EXERCISE MATERIALS:
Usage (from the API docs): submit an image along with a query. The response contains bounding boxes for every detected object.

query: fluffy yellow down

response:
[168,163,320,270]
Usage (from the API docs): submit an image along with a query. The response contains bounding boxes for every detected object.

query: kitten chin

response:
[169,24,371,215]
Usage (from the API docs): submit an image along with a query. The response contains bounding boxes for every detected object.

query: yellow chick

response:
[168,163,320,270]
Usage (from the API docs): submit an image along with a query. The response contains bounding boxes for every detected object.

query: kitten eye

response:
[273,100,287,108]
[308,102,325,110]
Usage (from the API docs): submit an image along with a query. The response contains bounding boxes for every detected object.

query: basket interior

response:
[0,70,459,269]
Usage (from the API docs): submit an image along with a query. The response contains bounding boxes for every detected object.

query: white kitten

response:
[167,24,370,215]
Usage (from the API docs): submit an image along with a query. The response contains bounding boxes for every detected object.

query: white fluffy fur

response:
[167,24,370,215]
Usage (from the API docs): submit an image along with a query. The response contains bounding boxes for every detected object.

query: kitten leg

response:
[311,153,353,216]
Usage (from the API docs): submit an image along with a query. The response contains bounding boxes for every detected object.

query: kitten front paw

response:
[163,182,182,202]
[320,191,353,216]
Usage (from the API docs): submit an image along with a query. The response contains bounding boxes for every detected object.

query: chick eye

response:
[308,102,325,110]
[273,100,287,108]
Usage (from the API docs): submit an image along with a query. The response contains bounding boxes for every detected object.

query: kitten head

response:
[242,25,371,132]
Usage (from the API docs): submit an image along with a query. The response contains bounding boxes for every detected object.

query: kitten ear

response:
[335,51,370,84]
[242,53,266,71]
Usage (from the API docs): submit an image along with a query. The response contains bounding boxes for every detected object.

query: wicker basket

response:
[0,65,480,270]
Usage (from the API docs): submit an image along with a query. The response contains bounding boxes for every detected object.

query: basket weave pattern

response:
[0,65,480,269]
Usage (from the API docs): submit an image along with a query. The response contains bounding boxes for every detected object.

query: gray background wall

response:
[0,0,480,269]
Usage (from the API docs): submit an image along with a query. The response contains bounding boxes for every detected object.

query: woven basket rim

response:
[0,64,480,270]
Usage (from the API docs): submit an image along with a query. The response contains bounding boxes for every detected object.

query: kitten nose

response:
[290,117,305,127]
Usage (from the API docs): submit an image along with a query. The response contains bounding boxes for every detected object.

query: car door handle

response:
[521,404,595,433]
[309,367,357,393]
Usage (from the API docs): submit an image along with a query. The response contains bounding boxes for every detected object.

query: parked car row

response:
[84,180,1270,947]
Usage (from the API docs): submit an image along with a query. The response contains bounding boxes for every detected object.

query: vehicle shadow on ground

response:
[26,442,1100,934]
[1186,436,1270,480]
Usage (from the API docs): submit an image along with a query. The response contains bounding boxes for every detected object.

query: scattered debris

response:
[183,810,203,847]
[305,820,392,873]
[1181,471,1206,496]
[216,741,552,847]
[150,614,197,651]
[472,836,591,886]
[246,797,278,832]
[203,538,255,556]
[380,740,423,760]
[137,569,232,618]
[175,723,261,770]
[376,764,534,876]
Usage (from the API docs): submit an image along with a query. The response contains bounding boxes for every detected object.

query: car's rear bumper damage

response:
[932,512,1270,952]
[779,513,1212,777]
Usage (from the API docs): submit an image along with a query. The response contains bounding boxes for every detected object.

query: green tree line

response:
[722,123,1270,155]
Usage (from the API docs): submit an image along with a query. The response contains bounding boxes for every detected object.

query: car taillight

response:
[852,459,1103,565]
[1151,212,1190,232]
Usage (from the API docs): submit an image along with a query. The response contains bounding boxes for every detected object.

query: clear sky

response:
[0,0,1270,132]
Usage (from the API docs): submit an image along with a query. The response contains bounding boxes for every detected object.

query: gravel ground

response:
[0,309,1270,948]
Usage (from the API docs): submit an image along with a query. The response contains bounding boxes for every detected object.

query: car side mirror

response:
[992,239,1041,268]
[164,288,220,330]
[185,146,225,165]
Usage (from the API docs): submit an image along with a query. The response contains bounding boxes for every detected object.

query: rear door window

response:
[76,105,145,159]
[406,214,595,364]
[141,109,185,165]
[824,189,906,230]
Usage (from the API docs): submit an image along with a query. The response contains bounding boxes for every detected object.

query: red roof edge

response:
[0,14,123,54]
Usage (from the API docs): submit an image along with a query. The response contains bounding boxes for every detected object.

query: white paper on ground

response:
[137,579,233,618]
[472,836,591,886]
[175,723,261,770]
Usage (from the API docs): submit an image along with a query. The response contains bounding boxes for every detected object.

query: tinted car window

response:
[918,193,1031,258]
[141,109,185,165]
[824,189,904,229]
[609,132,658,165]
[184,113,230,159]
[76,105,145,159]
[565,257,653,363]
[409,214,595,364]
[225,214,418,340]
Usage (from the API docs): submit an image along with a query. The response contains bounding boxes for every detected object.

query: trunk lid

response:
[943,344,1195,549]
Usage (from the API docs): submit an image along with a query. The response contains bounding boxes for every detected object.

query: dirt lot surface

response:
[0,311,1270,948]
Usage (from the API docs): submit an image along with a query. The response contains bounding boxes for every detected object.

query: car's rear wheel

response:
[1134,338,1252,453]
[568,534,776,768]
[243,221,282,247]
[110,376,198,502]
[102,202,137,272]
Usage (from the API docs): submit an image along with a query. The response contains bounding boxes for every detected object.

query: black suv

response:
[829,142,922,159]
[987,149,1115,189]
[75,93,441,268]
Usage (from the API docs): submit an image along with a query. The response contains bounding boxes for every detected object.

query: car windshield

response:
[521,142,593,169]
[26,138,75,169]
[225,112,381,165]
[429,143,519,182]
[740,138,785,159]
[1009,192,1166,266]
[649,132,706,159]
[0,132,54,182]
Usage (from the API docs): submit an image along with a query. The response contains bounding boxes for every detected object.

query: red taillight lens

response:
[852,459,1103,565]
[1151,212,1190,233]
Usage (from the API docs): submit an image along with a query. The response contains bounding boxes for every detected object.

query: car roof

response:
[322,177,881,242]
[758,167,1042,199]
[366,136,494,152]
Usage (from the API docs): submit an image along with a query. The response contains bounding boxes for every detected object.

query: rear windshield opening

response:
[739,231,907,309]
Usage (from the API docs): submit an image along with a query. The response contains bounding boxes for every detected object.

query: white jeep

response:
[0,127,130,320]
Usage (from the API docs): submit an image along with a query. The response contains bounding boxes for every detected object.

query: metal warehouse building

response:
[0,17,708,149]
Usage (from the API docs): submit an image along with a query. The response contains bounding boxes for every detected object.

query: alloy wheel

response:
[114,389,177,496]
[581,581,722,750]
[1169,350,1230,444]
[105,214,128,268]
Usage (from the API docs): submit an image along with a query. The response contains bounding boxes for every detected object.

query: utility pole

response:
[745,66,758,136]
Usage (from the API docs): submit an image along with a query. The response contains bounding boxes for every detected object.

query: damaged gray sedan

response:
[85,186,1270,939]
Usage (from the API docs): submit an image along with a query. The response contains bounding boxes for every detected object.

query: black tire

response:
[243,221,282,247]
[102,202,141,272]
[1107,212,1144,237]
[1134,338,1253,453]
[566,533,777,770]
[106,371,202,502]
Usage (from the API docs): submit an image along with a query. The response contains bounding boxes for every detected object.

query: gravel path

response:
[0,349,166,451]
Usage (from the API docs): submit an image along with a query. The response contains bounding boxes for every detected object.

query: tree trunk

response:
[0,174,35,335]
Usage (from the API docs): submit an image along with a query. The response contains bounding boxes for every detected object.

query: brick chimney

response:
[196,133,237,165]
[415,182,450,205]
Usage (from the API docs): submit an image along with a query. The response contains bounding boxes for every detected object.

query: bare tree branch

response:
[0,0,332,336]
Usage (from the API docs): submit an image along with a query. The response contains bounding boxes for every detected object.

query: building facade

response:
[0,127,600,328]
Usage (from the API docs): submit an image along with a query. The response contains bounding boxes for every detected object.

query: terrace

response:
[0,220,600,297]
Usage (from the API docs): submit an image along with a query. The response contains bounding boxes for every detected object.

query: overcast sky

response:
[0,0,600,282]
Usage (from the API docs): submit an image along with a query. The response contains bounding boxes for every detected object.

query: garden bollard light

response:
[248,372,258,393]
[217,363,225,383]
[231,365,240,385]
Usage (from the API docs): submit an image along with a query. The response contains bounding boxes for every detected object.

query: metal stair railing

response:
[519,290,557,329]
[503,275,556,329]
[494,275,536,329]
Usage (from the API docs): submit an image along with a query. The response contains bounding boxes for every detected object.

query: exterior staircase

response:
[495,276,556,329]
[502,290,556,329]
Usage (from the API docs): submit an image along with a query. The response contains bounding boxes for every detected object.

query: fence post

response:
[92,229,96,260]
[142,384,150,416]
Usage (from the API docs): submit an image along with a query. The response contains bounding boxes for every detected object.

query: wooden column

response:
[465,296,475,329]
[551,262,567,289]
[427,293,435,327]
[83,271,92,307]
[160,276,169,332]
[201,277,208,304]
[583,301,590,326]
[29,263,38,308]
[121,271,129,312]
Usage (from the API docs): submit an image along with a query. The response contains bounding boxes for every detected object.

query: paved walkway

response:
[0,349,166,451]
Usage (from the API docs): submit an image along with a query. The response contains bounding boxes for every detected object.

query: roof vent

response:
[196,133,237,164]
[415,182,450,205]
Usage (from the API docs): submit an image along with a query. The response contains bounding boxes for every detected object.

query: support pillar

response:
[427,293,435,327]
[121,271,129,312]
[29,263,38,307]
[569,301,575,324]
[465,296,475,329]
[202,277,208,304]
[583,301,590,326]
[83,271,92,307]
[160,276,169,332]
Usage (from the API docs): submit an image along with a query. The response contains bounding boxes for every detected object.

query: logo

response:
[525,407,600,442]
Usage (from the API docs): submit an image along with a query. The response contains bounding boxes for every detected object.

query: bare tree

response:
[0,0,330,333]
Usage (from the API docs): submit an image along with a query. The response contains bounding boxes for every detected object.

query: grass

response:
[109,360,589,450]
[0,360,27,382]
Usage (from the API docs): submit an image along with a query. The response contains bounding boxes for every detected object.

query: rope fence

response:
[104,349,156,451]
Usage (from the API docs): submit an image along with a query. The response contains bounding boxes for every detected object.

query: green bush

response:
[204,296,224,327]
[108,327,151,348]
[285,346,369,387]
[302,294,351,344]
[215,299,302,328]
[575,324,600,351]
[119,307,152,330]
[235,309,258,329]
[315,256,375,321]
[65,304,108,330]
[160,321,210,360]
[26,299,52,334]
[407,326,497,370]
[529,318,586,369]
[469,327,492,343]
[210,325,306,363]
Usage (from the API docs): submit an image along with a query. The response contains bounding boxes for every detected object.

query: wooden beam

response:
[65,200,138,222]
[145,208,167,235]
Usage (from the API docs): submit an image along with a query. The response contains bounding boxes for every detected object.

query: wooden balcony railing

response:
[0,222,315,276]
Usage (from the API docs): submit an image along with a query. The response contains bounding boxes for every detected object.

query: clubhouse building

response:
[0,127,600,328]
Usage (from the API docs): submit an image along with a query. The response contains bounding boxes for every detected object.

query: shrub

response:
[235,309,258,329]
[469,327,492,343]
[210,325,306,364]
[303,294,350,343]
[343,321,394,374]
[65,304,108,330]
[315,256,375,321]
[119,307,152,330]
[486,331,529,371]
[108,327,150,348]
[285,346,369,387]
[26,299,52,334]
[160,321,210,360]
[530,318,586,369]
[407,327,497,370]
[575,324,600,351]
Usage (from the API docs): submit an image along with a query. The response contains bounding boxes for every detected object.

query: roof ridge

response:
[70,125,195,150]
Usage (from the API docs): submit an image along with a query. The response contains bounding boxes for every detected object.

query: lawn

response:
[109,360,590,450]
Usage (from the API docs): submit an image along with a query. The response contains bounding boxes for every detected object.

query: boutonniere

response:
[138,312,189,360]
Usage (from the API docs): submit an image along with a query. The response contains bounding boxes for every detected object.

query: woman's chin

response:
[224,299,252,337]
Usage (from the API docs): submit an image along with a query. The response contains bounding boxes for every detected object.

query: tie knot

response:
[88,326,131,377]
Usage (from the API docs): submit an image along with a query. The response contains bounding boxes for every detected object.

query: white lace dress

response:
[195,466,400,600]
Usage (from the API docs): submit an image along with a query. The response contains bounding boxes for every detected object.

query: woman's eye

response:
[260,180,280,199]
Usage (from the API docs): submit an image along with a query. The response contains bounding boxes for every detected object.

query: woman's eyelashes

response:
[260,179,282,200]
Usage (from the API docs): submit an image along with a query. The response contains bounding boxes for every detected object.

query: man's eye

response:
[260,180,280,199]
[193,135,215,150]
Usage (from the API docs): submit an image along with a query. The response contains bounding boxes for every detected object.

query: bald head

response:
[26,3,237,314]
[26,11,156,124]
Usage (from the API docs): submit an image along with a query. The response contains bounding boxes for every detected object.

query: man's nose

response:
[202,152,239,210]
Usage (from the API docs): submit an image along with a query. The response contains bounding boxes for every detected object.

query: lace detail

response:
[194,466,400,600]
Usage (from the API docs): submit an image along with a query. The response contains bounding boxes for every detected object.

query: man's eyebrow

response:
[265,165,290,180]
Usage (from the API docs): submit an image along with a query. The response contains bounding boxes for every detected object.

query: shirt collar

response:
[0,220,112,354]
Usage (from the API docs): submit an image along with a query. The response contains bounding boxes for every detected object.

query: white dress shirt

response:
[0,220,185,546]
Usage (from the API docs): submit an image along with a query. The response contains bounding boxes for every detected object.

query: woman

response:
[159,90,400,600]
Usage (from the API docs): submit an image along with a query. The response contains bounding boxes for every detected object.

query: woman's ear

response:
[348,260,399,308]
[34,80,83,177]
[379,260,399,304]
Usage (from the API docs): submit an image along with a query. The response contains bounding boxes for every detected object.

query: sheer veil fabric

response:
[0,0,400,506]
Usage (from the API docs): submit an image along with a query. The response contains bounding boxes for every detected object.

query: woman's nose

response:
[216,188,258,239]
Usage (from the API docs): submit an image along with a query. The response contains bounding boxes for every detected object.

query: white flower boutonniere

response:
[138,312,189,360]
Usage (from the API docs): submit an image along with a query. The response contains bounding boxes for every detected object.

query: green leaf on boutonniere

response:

GIVEN EXERCISE:
Extract every line of the data that contains the word "basket".

EXPECTED OUTPUT:
query: basket interior
query: wicker basket
query: basket weave pattern
query: woven basket rim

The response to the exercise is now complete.